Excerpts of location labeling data
=-=-=

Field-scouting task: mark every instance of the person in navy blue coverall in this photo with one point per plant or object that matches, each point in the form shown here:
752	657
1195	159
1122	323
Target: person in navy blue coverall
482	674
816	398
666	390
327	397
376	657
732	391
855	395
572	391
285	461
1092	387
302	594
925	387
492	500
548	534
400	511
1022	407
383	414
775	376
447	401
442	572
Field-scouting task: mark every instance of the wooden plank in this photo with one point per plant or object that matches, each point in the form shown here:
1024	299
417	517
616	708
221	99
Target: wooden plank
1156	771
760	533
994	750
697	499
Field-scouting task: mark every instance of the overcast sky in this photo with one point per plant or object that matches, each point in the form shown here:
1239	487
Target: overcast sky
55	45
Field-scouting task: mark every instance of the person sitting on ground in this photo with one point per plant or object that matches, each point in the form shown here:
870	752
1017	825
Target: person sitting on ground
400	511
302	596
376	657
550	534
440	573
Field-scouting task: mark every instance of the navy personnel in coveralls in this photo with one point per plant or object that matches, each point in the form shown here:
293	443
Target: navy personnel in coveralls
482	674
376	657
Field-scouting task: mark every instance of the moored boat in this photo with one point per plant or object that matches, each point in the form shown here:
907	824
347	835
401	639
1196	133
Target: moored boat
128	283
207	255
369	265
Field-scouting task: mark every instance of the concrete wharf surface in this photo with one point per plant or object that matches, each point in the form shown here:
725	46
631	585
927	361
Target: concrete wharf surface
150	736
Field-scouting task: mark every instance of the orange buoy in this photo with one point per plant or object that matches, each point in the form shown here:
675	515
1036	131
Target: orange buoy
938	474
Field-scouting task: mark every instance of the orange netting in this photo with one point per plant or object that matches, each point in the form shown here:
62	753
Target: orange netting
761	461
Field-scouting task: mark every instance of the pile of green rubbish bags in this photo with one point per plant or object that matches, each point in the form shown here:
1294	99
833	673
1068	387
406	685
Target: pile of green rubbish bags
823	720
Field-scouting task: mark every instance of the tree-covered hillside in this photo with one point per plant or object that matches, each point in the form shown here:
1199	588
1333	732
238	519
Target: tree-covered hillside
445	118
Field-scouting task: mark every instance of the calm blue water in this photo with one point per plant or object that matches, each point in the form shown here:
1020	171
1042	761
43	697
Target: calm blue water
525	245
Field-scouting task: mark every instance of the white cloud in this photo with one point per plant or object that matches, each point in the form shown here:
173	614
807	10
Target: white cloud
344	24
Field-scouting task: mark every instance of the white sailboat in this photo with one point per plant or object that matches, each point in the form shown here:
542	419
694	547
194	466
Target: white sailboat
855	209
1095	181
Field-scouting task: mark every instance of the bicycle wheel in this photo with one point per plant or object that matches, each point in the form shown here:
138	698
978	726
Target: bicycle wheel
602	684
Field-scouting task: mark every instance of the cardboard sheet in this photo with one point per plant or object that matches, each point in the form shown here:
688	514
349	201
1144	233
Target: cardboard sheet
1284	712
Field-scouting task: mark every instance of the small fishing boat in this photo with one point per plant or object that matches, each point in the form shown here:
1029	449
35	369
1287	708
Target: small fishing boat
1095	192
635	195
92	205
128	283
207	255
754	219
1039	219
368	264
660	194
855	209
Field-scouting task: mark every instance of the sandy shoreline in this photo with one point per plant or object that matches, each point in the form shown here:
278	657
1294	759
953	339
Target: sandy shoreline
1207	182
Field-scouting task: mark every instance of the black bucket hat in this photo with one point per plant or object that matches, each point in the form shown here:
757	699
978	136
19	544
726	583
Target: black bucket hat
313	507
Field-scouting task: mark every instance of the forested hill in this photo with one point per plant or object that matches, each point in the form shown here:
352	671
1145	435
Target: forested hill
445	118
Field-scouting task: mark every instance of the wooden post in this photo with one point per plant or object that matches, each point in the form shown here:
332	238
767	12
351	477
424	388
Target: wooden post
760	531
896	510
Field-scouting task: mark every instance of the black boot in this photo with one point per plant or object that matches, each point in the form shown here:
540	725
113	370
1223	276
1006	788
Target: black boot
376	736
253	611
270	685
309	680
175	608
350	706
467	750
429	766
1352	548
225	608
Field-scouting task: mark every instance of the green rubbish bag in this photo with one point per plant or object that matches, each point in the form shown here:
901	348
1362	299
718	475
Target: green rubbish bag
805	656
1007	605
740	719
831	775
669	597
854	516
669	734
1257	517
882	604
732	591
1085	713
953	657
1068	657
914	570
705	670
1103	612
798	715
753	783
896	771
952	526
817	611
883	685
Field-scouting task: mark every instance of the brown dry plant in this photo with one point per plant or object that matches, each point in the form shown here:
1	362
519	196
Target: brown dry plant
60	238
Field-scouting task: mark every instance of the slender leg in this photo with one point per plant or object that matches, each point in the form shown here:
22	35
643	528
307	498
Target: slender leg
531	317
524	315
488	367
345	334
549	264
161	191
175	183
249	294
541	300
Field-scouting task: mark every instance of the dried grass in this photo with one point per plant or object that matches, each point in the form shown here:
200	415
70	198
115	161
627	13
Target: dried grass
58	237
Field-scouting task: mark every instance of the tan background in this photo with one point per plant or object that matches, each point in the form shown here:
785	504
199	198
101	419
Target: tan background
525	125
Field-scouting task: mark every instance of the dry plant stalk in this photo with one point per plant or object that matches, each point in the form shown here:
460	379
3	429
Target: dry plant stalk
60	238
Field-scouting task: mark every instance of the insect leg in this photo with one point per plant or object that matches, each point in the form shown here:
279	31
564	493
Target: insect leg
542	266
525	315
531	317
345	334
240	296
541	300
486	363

=-=-=

- _GIVEN REQUEST_
Write out exactly the final stretch of the records: the line containing "Field-scouting task: mark every instance of the dried" and every line after it, through the last, and nothing else.

- _SOLUTION FOR THIS EXERCISE_
Field-scouting task: mark every instance of the dried grass in this photo with one point per plant or object that matches, each point in the form shown here:
200	415
70	198
115	161
627	13
Target: dried grass
58	237
Field-scouting task: mark every instance of the tan background in this photo with one point per plant or object that matches, each point in the form shown here:
785	504
199	198
101	419
Target: tan background
525	125
Field-scouting task: mark every instance of the dry plant stalk in this photo with one point per plant or object that matches, each point in the form shown here:
460	379
3	429
Target: dry plant stalk
60	238
Field-scouting task: mark every instance of the insect leg in this photo with one point per plant or object that matches, each point in the form shown here:
279	31
564	493
Target: insect leg
542	266
525	315
531	317
345	334
240	296
541	300
486	363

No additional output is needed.